Problem. Output the stretch of the data below from the line containing "pixel 141 95." through the line containing "pixel 107 65", both end lines included, with every line reproduced unchanged. Give nothing else.

Material shown.
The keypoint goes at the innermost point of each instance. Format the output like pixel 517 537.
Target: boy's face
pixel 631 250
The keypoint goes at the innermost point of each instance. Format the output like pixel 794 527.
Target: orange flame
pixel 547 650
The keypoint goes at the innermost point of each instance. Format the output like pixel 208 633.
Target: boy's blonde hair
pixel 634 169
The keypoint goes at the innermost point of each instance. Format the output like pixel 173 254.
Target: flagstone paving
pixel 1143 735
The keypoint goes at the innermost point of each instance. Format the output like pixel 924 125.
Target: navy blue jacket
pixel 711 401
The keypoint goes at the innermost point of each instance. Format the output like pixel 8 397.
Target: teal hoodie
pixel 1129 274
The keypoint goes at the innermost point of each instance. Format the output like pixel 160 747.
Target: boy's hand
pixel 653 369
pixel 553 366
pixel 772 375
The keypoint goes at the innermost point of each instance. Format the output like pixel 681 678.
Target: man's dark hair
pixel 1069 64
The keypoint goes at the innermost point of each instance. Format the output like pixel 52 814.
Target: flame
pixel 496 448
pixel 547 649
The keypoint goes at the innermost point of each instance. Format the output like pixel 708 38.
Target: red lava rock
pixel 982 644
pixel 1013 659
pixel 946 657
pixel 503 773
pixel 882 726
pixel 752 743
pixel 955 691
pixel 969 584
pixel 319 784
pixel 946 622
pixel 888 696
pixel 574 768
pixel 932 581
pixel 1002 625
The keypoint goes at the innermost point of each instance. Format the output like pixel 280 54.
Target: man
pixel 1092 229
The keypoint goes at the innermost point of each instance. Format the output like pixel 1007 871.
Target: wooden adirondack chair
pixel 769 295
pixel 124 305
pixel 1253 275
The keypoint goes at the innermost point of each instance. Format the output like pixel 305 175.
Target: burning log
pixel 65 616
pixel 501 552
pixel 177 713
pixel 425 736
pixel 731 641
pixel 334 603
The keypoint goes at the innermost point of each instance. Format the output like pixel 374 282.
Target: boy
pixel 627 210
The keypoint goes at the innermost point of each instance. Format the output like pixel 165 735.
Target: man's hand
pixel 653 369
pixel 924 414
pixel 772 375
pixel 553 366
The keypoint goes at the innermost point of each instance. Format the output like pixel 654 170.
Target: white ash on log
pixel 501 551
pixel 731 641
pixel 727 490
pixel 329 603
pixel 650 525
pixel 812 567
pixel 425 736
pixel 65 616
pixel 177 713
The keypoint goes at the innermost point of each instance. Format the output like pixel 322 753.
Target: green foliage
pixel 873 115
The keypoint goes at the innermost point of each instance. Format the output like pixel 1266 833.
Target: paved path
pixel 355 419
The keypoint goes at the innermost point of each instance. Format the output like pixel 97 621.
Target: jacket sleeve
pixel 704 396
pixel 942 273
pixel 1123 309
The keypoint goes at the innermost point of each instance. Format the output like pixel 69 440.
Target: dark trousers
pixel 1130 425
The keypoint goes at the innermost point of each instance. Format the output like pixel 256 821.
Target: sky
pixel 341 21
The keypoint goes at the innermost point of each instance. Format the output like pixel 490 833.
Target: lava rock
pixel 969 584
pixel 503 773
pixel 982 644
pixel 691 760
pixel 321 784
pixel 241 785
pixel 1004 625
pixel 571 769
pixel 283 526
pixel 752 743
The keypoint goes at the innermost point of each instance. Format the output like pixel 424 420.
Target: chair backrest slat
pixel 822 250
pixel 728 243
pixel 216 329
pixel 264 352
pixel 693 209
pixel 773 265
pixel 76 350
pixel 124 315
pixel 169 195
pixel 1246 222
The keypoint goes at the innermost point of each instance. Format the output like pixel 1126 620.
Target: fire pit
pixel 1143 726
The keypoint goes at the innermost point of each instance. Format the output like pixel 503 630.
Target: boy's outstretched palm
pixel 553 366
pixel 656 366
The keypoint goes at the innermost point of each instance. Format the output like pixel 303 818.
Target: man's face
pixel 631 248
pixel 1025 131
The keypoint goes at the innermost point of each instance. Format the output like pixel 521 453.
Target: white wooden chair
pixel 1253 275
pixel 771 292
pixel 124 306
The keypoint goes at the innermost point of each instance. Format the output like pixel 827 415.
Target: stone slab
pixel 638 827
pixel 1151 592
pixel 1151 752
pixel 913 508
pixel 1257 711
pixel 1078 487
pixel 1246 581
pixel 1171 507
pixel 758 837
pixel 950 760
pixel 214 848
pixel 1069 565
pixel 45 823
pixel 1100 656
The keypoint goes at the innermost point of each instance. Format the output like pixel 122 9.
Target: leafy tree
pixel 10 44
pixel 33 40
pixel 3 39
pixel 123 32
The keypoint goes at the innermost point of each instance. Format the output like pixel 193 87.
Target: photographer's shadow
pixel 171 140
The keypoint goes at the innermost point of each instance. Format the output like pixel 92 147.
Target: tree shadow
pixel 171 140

---

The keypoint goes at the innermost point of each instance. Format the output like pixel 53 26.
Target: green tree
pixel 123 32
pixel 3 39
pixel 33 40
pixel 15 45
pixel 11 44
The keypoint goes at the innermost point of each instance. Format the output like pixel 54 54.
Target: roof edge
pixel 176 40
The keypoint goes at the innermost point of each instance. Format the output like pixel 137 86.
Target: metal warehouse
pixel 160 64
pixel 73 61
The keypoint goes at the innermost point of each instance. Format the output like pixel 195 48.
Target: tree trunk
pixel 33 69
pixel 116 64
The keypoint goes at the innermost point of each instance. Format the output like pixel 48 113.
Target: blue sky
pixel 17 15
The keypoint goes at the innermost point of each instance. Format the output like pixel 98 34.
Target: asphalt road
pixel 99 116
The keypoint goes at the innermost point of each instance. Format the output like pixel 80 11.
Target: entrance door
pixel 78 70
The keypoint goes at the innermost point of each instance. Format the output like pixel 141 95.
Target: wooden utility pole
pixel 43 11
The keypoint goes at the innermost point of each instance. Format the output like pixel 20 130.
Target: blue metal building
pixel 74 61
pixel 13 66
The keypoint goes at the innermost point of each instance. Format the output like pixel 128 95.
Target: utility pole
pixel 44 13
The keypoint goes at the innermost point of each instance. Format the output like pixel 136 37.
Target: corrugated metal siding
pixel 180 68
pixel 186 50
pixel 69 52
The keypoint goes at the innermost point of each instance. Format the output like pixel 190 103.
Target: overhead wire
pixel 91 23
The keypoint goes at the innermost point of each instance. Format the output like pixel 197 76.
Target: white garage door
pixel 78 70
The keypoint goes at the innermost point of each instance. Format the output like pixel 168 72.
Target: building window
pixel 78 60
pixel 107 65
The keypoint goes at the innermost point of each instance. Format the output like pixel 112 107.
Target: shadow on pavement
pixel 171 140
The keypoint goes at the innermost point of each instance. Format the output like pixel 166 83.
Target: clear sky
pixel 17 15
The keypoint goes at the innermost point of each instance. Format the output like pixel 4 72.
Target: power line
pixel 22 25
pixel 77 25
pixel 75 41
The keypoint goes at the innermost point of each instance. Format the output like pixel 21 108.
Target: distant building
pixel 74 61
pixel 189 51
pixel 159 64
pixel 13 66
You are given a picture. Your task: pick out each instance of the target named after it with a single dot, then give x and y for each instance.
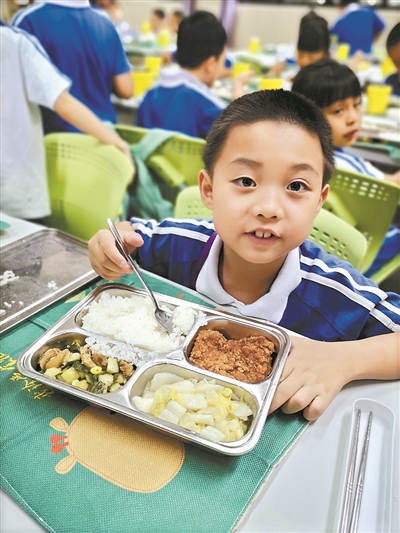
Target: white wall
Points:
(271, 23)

---

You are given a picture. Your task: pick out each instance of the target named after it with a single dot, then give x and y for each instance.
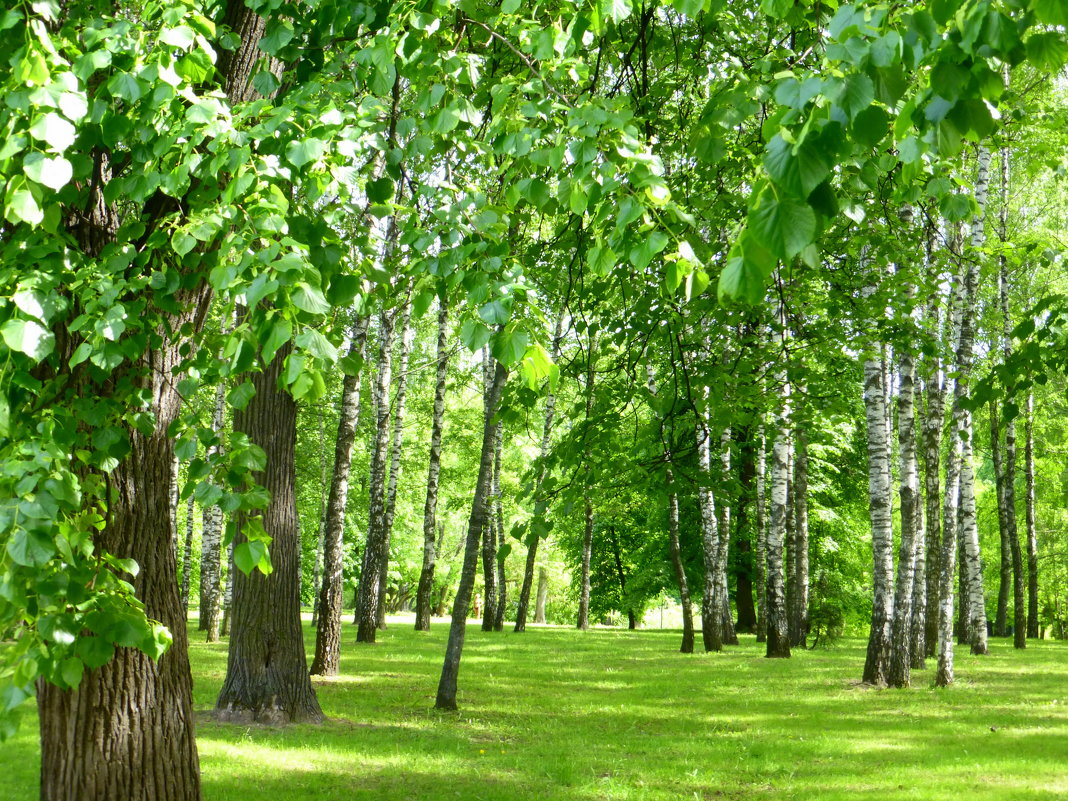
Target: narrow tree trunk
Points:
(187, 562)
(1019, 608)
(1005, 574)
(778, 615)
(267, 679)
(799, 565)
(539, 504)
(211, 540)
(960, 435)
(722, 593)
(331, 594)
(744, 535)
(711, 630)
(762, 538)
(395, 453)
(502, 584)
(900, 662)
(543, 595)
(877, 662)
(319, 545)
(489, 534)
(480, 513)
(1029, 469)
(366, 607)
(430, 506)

Worked solution.
The keypoint goes at the innermost point of each instance. Format the output like pixel 141 95.
Target: wooden utility pole
pixel 43 11
The keypoint goes at the innermost point of each instance. Format the output like pixel 20 130.
Target: blue metal building
pixel 74 61
pixel 13 66
The keypoint goes at the innermost point of each instance. Format the output like pixel 128 95.
Target: utility pole
pixel 44 13
The keypoint goes at the innermost point of each instance. Format the output like pixel 136 37.
Target: corrugated metal siding
pixel 180 68
pixel 186 50
pixel 69 52
The keypoint goes at the innermost point of each instance. Format the output like pixel 190 103.
Target: overhead wire
pixel 91 23
The keypoint goes at the innermost point of each instance. Format the output like pixel 197 76.
Target: white garage door
pixel 78 70
The keypoint goes at the innermost point of each instance. Format the output like pixel 168 72.
Target: building window
pixel 78 60
pixel 107 65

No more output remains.